== PROBLEM DETAILS ==
Lay out every line of the material below as a JSON list of strings, one string per line, leaving out blank lines.
====
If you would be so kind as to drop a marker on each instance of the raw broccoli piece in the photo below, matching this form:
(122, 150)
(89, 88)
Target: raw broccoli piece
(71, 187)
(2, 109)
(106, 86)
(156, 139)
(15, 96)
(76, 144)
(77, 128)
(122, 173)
====
== TASK RESPONSE ==
[
  "If you would be so kind as to drop a marker on each instance of the raw broccoli piece in the photo below, matching this form:",
  "(122, 150)",
  "(89, 88)",
  "Target: raw broccoli piece",
  "(71, 187)",
  "(2, 109)",
  "(106, 86)",
  "(156, 139)",
  "(15, 96)",
  "(76, 144)",
  "(77, 128)",
  "(122, 173)"
]